Der Dienstag: Die Absprachen mit Fredo sind erledigt. Wir befinden uns auf dem Weg zum Segelmacher. Wo findet man schon einen Segelmacher, den man über einen schmalen Kanal zwischen Mangroven erreicht? Anschließend tuckern wir zu Caraibe Marine, einem der hiesigen Yachtausrüster. Dort erhalten wir den Tipp für einen Kühlschrankspeialisten.
Der Mittwoch: Fredo, schemenhaft im Hintergrund zu erkennen, hat das in Malta erworbene 30A-Ladegerät versetzt und Platz für die neue Ladegerät-Inverter-Kombi geschaffen: ein Victron Multiplus 24/3000. Dieses Gerät kann nicht nur die Batterien laden, es wandelt den Batteriestrom auch in 230V um. Nun können wir an Bord ganz normal alle möglichen elektrischen Geräte nutzen. Wie zu Hause. Der Strom kommt ja jetzt aus der Steckdose.

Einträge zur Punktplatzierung
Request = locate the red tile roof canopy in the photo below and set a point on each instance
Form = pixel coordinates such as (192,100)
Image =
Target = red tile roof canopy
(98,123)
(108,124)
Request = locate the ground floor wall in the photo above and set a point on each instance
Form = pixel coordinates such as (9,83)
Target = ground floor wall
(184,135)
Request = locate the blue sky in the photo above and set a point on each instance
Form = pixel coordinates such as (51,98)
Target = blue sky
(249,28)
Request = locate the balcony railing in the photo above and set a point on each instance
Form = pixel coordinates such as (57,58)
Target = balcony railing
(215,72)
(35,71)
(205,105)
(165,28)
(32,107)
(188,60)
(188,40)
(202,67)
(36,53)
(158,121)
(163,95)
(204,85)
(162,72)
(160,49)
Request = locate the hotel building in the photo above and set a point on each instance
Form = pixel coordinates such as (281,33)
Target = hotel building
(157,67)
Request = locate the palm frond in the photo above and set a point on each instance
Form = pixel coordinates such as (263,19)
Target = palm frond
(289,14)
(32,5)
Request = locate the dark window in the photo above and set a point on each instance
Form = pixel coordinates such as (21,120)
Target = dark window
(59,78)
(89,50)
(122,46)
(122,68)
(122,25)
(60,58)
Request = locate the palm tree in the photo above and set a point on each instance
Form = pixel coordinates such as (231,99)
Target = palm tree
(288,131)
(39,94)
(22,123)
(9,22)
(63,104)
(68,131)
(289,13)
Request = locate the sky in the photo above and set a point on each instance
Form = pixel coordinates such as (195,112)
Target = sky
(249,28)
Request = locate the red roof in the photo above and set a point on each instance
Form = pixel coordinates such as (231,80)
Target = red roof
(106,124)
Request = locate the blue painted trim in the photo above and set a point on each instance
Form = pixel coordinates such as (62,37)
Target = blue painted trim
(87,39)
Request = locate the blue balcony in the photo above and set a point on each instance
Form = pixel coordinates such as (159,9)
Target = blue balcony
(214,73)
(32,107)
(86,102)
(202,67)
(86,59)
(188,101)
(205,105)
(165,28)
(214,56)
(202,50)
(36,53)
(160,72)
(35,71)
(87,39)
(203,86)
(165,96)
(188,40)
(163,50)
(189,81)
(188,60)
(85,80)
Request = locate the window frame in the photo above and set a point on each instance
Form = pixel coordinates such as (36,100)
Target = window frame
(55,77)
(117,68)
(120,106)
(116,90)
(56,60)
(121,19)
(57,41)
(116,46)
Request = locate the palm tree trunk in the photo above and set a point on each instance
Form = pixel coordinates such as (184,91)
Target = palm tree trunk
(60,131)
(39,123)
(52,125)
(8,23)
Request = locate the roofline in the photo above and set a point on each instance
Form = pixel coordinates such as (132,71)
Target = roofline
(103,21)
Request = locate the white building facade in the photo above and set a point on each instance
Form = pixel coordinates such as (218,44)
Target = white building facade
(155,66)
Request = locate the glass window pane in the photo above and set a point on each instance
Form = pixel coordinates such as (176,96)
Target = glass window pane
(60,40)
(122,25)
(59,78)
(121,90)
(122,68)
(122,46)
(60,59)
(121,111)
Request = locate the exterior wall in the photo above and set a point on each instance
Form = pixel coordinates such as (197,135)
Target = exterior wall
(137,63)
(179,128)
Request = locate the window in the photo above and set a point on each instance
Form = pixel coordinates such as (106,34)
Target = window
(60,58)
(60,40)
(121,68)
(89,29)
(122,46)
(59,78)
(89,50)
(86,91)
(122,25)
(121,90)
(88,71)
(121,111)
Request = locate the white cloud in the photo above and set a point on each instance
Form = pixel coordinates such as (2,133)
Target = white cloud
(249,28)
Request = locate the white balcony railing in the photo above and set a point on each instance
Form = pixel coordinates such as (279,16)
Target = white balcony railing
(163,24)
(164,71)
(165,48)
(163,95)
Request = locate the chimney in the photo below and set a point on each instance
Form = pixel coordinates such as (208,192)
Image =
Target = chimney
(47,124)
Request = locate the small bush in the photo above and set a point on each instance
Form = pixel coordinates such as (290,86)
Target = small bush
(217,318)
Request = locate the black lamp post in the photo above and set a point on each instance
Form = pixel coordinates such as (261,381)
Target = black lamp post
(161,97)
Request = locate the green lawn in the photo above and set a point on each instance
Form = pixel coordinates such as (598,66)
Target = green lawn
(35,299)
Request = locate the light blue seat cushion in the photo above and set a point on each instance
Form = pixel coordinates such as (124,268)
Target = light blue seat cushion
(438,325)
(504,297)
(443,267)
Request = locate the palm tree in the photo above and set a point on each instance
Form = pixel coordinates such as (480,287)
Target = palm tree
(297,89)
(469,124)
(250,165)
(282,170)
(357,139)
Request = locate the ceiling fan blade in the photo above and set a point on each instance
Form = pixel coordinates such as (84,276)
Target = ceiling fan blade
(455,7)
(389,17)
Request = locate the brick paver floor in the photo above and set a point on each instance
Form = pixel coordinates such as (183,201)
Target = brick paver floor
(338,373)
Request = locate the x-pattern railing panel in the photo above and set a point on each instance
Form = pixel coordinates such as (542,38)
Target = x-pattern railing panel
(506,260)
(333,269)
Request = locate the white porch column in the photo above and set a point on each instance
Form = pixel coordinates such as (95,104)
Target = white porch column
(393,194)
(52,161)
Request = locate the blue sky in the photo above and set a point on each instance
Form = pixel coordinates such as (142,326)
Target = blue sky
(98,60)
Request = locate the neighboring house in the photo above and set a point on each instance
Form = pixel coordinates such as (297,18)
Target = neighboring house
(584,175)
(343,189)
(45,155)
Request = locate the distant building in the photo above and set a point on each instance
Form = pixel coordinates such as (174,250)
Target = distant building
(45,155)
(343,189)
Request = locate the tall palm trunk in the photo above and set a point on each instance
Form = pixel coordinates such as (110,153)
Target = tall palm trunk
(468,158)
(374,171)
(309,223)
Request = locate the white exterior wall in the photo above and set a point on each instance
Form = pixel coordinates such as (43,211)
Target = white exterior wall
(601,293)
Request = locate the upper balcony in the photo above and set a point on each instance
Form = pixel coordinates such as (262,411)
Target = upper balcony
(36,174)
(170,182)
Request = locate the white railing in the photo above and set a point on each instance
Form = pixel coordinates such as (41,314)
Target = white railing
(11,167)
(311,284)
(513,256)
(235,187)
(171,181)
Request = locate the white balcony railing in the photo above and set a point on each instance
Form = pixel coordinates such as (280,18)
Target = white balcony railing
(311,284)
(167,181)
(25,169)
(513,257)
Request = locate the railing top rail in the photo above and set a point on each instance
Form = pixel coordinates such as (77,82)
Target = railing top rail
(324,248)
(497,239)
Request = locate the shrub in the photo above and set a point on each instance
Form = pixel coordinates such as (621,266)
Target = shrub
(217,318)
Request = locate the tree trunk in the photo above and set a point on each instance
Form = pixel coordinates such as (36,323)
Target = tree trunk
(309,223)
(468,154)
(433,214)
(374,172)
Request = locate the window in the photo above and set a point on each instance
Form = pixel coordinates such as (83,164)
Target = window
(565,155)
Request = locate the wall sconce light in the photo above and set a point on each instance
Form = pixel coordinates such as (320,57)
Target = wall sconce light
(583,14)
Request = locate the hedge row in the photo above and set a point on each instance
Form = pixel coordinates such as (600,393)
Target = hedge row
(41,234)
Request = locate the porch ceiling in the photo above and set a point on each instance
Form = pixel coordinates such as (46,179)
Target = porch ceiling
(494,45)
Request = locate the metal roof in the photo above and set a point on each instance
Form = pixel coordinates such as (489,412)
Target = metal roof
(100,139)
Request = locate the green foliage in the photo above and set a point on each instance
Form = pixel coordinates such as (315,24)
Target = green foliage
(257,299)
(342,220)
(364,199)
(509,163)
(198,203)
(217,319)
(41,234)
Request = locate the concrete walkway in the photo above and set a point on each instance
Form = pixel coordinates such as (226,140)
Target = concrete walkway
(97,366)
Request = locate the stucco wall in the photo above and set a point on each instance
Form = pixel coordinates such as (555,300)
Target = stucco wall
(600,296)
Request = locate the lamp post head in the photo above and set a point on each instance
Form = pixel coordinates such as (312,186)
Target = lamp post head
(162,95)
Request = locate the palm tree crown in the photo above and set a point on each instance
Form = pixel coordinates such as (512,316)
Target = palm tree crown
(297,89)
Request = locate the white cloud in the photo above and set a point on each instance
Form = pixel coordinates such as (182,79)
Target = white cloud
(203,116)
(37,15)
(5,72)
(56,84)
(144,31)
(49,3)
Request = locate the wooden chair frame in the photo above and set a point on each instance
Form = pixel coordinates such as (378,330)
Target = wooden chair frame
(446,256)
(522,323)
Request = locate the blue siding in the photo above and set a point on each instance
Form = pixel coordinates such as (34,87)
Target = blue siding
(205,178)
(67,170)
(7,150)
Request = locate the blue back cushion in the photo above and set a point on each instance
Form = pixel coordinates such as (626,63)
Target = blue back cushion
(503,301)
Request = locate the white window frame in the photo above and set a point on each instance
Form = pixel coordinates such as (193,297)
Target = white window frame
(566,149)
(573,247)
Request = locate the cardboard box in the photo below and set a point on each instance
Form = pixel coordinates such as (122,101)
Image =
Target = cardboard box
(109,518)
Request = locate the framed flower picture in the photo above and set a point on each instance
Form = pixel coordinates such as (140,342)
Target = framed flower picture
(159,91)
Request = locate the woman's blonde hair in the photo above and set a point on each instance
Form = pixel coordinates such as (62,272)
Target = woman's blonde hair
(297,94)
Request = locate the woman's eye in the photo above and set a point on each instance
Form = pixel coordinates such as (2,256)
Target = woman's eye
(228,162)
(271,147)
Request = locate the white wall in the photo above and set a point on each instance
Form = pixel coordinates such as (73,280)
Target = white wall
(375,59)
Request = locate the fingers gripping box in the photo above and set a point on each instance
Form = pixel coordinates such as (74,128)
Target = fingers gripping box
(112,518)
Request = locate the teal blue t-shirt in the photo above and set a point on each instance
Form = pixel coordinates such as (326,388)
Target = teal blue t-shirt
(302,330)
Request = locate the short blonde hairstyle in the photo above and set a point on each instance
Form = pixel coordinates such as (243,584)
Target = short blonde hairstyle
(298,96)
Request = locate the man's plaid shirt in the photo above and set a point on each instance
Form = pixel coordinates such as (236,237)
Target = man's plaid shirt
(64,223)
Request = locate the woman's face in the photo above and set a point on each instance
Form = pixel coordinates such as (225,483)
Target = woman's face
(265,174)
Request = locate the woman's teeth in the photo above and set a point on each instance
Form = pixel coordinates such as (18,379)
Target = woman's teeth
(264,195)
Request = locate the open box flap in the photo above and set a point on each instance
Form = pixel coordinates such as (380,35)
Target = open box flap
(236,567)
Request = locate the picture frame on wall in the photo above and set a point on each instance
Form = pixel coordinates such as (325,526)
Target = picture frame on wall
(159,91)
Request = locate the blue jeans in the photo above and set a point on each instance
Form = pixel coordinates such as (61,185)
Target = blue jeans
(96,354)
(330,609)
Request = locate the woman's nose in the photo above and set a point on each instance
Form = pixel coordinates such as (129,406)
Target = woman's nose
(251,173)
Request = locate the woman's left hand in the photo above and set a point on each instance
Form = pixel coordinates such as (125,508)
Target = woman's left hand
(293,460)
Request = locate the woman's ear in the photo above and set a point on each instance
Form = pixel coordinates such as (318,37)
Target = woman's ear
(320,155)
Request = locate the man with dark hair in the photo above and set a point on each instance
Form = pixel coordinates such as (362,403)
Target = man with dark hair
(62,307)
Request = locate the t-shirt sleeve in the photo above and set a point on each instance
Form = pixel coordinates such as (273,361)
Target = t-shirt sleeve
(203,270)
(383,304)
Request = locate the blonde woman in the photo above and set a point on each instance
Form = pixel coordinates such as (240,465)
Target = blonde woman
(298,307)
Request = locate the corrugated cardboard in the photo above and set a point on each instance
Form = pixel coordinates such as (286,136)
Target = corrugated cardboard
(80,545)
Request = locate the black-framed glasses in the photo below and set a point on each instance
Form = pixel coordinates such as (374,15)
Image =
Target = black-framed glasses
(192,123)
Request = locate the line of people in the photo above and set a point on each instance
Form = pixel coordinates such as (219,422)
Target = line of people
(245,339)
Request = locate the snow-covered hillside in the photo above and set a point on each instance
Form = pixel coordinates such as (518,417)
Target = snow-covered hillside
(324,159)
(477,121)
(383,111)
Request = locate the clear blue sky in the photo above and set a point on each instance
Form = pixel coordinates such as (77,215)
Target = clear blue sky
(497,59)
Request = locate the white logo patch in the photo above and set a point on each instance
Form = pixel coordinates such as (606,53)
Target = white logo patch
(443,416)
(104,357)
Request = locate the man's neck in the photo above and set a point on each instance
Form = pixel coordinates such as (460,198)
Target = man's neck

**Kurzaufgabe 1:**
Beantworten Sie die folgenden Fragen zum vorgegebenen Text:
(a) Wie erreicht man den Segelmacher?
(b) Welches Gerät dient als neue Ladegerät-Inverter-Kombi?
(c) Wo wurde das 30A-Ladegerät erworben?
**Kurzaufgabe 2:** Wählen Sie aus der Auflistung jede Zeile aus, die die Zeichenfolge „upper“ enthält. Groß- und Kleinschreibung sind dabei zu beachten.
Die Auflistung hat mit dem Text nichts zu tun.

**Richtige Antwort 1:**
(a) Über einen schmalen Kanal zwischen Mangroven.
(b) Ein Victron Multiplus 24/3000.
(c) In Malta.

**Richtige Antwort 2:**
Request = locate the upper balcony in the photo above and set a point on each instance
Target = upper balcony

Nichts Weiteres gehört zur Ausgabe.